Each line of the records below that contains "Target" needs to be copied.

*** EXTRACTED INFORMATION ***

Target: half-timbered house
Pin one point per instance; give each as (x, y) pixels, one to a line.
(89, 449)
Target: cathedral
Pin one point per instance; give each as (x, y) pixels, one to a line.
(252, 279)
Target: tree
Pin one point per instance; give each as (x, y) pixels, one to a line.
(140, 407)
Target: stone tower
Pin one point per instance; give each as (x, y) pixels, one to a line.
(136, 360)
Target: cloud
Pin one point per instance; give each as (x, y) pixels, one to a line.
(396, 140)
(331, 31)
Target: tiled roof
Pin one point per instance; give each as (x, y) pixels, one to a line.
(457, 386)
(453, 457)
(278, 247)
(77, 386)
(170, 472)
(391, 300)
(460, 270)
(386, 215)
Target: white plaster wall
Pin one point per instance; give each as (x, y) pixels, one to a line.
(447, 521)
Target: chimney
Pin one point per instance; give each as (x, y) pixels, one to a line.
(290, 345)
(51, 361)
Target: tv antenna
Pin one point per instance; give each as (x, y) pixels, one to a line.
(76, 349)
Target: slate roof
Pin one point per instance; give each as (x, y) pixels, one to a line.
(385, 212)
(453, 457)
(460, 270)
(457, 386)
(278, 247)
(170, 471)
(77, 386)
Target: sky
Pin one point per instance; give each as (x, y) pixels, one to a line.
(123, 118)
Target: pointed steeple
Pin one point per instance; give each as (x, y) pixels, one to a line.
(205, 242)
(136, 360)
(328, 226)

*** End of EXTRACTED INFORMATION ***

— RESPONSE BOX —
Target: half-timbered house
Target: cathedral
Target: tree
Target: stone tower
Target: cloud
Target: tiled roof
Target: white plaster wall
Target: chimney
Target: tv antenna
Target: slate roof
Target: sky
Target: pointed steeple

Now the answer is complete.